**Bloco de texto**:
──────────────────────────────
“[...] quando falamos de leitura não estamos falando
de leitura, e, sim, de ‘leitura’. O trabalho por uma sociedade leitora consiste
antes de tudo em desautomatizar a noção trivial de leitura, porque o que se
comprova na sociedade do excesso de letras & sinais é que os que leem não
leem.” Affonso Romano de Sant'Anna [1]
Aos que têm pressa, pode-se dizer que o livro Ler o mundo de Affonso Romano de Sant’Anna é uma compilação de textos apresentados em diferentes ocasiões. Alguns foram publicados em jornais e livros, outros são palestras ministradas em suas viagens de reconhecimento dos leitores e da leitura por um vasto Brasil – um cenário muito maior do que a mídia costuma mostrar.
Os relatos sobre os agentes de leitura e sobre as iniciativas locais dão
fôlego aos que sensatamente persistem na indissociabilidade entre educação e
cultura. Porém, não há como não se indignar com suas denúncias, nem como ignorar
o peso de nossas escolhas políticas em cada um dos descalabros citados por ele. Pior é admitir que dali vemos apenas a ponta do iceberg.
A noção de leitura exposta no livro ultrapassa tecnicismos e cinismos de
um país que canta índices de alfabetização, subsidiando o analfabetismo
funcional e até tecnológico, pois, como bem destaca o autor, “o analfabeto é
também aquele que a sociedade letrada refugou”[2].
Ao recolocar a leitura em sua autêntica condição de “tecnologia”, percebe-se
no livro e nas bibliotecas o campo fundamental para que o país de fato cresça
democraticamente e em todas as direções.
Como ex-diretor da Fundação Biblioteca Nacional (FBN) e responsável pelo
Proler, Sant’Anna reúne memórias documentadas sobre o nascimento das políticas
de incentivo à leitura no Brasil. Ele mostra, inclusive, em suas colunas em jornais
(Estado de Minas/Correio Brasiliense) a necessidade de se pensar em ações continuadas
para a formação de leitores em um sistema amplo, cujo alicerce é o tripé biblioteca-livro-leitura.
──────────────────────────────
**Dados listados**:

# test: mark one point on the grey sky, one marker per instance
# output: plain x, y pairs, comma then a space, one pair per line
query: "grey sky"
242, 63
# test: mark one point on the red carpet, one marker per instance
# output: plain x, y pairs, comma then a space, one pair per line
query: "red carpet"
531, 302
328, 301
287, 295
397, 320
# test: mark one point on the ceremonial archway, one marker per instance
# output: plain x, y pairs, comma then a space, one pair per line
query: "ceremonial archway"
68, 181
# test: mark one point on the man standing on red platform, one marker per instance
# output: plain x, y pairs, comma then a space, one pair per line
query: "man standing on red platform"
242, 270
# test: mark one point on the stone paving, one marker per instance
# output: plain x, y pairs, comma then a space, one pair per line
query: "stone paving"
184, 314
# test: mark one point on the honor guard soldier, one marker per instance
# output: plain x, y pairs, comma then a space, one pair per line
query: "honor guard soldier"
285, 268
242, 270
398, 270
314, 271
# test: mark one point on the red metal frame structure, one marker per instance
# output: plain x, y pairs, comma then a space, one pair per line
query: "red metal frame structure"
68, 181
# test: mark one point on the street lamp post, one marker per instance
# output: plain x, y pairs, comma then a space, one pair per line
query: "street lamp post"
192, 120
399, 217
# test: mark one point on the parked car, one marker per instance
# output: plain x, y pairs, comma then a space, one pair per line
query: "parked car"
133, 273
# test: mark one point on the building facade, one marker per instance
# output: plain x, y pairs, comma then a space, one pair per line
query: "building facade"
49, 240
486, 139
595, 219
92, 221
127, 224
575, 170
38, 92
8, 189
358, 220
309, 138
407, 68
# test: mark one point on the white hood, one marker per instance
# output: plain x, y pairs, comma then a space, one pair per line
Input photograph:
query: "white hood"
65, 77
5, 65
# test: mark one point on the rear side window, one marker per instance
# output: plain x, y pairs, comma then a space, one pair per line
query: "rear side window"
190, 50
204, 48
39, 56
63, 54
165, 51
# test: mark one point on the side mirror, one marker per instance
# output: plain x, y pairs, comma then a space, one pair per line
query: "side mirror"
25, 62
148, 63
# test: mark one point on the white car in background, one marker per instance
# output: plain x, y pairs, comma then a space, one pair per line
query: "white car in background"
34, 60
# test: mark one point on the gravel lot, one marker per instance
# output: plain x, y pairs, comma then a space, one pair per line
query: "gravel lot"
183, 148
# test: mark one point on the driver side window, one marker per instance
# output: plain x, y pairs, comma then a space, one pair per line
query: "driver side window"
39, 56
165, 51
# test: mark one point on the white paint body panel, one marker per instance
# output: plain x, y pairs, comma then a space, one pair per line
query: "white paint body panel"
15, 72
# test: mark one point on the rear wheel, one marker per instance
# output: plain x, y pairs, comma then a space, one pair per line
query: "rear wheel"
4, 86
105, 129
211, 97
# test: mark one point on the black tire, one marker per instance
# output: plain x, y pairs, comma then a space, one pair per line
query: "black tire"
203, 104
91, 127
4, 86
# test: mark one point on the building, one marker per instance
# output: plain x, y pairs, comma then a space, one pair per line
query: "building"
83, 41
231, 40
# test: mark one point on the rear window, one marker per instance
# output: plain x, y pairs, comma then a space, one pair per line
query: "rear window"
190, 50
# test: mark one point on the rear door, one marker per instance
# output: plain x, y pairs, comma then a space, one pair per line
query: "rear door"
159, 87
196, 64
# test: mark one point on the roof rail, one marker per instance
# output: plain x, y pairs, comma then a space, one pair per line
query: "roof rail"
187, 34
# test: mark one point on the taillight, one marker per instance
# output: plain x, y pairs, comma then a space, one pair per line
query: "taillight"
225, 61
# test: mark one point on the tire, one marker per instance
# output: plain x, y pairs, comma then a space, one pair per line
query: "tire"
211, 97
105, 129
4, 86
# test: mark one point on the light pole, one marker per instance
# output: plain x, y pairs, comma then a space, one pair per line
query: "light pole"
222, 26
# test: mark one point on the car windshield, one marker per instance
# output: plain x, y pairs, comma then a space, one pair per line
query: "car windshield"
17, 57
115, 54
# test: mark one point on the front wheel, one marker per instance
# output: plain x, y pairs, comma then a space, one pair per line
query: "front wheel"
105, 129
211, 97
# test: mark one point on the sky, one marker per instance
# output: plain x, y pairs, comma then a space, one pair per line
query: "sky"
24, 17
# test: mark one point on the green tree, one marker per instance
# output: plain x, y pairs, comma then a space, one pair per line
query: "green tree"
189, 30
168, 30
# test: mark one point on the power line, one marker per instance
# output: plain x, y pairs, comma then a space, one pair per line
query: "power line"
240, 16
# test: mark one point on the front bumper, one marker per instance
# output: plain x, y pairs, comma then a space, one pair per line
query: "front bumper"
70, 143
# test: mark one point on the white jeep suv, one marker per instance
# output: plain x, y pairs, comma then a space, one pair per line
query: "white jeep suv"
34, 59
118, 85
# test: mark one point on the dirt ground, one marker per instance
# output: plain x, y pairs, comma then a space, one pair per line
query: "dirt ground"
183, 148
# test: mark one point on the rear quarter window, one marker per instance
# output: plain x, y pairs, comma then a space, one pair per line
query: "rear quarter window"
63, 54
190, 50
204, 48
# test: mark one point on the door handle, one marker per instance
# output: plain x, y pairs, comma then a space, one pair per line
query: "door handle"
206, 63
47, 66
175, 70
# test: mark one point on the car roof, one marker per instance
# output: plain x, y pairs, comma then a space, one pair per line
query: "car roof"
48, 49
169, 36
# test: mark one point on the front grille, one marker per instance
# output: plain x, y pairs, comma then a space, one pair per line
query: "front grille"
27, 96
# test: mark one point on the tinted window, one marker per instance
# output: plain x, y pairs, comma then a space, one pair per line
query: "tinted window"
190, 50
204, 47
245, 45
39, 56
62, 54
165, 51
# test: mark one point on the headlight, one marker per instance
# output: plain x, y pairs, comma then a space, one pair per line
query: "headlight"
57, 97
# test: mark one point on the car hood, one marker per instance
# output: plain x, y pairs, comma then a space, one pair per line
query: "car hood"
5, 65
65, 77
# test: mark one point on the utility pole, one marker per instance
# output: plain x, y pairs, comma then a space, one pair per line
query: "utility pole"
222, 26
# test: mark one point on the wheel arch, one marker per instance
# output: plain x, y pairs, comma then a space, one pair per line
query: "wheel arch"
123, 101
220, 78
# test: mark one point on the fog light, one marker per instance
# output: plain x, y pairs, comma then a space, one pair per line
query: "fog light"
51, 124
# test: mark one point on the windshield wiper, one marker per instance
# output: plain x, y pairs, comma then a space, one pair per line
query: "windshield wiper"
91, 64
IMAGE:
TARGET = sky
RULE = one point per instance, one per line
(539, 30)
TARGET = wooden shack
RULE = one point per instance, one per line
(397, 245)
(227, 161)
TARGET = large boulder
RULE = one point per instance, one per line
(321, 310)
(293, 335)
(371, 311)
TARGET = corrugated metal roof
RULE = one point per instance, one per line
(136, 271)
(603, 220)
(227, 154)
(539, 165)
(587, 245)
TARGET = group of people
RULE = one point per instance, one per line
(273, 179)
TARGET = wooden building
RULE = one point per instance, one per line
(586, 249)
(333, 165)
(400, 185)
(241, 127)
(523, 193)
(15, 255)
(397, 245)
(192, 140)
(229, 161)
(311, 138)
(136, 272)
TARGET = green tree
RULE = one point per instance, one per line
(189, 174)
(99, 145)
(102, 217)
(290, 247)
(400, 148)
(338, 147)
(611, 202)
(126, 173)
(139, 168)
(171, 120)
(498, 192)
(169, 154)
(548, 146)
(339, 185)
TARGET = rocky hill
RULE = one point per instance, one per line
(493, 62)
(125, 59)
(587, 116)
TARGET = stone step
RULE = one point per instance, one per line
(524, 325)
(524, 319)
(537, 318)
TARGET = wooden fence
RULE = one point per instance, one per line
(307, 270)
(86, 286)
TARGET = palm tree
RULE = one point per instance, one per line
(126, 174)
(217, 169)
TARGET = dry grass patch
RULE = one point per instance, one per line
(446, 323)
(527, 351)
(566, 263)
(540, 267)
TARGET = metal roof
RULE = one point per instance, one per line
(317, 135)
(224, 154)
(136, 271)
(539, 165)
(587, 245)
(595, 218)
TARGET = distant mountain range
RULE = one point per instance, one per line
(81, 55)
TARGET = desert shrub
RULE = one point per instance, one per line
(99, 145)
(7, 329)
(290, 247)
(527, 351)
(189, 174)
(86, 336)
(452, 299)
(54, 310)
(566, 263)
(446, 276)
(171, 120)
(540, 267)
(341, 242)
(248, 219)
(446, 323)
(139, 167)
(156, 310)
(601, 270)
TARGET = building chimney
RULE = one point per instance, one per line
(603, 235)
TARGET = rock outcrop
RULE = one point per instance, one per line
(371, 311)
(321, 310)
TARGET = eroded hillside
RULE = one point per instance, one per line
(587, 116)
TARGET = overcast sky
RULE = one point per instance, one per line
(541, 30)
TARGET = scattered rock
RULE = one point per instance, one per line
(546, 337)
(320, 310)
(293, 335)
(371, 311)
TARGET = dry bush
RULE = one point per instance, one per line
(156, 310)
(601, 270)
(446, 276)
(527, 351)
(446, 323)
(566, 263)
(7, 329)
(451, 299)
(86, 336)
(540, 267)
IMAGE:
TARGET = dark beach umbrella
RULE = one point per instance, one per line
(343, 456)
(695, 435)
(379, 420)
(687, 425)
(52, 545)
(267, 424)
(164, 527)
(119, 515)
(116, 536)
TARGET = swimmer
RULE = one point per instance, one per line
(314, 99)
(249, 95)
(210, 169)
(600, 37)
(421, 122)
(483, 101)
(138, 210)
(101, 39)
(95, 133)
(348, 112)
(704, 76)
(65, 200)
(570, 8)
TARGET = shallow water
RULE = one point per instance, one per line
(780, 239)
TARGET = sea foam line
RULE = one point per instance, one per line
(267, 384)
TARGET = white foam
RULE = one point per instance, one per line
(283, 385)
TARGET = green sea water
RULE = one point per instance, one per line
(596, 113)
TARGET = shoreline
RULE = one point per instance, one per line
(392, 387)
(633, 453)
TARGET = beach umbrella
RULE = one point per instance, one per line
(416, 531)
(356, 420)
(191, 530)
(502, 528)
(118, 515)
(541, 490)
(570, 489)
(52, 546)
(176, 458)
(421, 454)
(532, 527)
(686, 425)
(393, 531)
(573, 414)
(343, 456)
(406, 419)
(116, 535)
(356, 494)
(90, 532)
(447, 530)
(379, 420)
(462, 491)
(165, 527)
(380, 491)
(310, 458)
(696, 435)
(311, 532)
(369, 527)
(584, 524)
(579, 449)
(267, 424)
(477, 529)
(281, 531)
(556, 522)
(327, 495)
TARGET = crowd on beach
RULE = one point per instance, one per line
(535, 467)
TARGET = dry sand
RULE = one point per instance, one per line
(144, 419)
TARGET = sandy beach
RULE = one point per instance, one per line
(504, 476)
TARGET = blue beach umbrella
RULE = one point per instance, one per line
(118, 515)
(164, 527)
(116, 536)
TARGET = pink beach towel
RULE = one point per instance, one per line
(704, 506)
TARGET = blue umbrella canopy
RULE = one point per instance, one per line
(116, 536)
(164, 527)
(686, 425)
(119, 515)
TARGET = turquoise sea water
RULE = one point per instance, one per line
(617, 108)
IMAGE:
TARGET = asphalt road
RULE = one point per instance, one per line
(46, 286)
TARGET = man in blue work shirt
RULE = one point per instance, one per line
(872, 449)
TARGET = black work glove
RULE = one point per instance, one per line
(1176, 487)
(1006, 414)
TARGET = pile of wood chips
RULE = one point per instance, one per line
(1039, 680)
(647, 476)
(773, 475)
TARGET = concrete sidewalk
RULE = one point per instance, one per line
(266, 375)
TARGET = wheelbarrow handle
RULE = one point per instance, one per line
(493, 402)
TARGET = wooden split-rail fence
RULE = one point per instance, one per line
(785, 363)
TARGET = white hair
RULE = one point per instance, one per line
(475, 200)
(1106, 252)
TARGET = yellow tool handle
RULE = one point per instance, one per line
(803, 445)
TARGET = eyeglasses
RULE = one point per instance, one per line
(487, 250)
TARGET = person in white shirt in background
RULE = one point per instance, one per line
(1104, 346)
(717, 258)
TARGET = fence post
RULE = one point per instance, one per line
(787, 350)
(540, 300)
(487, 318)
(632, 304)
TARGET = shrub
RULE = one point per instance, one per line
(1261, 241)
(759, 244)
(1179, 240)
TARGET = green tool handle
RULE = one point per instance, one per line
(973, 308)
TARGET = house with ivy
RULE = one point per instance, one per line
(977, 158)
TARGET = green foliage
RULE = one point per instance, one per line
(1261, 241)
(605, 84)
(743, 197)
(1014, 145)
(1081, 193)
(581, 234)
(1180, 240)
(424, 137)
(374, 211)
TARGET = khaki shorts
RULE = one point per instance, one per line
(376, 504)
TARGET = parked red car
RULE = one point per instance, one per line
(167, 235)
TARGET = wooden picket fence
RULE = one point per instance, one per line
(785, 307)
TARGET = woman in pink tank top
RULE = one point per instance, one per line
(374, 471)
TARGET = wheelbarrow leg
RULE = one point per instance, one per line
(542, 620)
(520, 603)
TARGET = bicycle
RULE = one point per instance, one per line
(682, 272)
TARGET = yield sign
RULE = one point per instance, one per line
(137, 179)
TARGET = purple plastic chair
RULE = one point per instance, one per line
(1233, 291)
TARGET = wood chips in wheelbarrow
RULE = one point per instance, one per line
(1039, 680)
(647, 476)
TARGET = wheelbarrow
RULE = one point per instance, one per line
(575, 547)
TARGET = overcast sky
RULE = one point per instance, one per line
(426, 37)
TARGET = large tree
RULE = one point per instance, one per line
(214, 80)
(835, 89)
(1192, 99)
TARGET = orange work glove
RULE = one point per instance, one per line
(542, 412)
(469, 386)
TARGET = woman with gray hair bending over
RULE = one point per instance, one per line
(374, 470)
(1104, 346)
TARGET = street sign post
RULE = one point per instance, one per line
──────────────────────────────
**Enunciado da tarefa**: Indique todos os componentes do tripé que, segundo o texto sobre o livro Ler o mundo, constitui o alicerce do sistema amplo de formação de leitores.

**Resposta final**: Biblioteca, livro e leitura.